→ **TUGAS**
- 1) Salin tanpa perubahan bagian kutipan sumber yang diawali kata-kata berisi "Adanya tes baca, tulis" dan diakhiri dengan "dunia pendidikan Indonesia.".
- 2) Menurut kutipan sumber, kegiatan pendidikan apa saja yang membuat anak-anak sibuk sejak usia balita? Sebutkan semuanya.

→ **KUTIPAN SUMBER**
****************************************
Pendidikan Di Indonesia Gagal Berikan Jaminan Perlindungan Pada Anak

Nasional / 6 June 2012

Kalangan Sendiri

Pendidikan Di Indonesia Gagal Berikan Jaminan Perlindungan Pada Anak

Lestari99 Official Writer
5623

Adanya tes baca, tulis dan berhitung dalam penerimaan murid Sekolah Dasar dianggap telah mengabaikan jaminan perlindungan terhadap anak. Dengan adanya tes ini berarti pendidikan anak usia dini (PAUD), baik usia play group maupun TK telah memasukkan kurikulum baca, tulis dan berhitung. Kondisi ini dianggap sebagai hal yang tidak benar dan tidak wajar untuk diberlakukan dalam dunia pendidikan Indonesia.

“Itu tidak benar. Hal itu hanya boleh pada umur yang senior. Jadi sebelum masuk SD sebaiknya tidak diajarkan baca, tulis dan berhitung,” ungkap psikolog anak Seto Mulyadi yang akrab dipanggil kak Seto, di kantor Komnas Perlindungan Anak, Jakarta, Rabu (6/6).

Peraturan Pemerintah yang mengatur hal ini pun tidak mendukung diadakannya tes baca, tulis dan berhitung bagi penerimaan murid baru untuk SD. PP 17 tahun 2010 tentang Pengelolaan dan Penyelenggaraan Pendidikan dalam pasal 69 dan 70 antara lain mengatur proses penerimaan murid baru untuk SD dan MI. Dalam proses tersebut, pasal 69 ayat 5 mengatakan bahwa SD dan MI tidak diperbolehkan untuk mengadakan tes baca, tulis dan berhitung dan bentuk tes lainnya dalam penerimaan murid baru.

Data yang dirilis Komnas Perlindungan Anak pada Maret 2012 lalu mengungkapkan telah terjadi 2.386 kasus pelanggaran dan pengabaian terhadap anak sepanjang tahun 2011, naik 98% dibandingkan tahun sebelumnya. Kebanyakan dari anak-anak ini mengalami stres karena kehilangan masa-masa bermain. Anak-anak ini telah disibukkan dengan berbagai hal menyangkut pendidikan seperti les, sekolah dan kursus bahkan sejak anak-anak masih berusia balita.
****************************************
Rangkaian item
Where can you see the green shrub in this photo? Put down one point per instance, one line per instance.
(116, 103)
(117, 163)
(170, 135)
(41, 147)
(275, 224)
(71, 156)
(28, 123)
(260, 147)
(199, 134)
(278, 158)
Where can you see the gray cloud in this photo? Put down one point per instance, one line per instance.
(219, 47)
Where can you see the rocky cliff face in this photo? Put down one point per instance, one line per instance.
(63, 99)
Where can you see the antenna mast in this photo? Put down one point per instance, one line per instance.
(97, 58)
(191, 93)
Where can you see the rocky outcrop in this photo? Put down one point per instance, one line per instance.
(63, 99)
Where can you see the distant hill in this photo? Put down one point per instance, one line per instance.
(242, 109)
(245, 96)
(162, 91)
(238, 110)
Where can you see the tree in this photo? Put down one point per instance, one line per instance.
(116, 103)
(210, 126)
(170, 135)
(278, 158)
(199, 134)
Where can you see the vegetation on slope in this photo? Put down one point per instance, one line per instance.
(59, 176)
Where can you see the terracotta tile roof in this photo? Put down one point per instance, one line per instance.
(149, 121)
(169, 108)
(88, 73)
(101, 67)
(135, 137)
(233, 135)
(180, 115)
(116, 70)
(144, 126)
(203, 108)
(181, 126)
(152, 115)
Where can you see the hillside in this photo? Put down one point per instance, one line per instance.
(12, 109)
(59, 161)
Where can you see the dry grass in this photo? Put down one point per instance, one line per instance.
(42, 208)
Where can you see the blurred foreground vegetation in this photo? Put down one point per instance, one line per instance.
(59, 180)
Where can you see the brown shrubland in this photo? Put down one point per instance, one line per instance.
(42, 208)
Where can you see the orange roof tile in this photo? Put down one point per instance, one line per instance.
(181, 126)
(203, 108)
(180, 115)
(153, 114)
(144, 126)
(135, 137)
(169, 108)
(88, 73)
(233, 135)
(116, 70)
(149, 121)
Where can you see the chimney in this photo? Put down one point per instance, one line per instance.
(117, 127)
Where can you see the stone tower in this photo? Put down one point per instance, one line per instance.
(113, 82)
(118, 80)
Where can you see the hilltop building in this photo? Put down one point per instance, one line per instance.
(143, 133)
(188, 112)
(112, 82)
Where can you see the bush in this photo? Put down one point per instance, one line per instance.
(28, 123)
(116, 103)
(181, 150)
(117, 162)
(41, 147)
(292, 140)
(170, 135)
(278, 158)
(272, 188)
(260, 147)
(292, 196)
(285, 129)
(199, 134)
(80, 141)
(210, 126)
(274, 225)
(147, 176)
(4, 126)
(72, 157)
****************************************
→ **KUNCI JAWABAN**
- 1)
Adanya tes baca, tulis dan berhitung dalam penerimaan murid Sekolah Dasar dianggap telah mengabaikan jaminan perlindungan terhadap anak. Dengan adanya tes ini berarti pendidikan anak usia dini (PAUD), baik usia play group maupun TK telah memasukkan kurikulum baca, tulis dan berhitung. Kondisi ini dianggap sebagai hal yang tidak benar dan tidak wajar untuk diberlakukan dalam dunia pendidikan Indonesia.

- 2) Les, sekolah, dan kursus.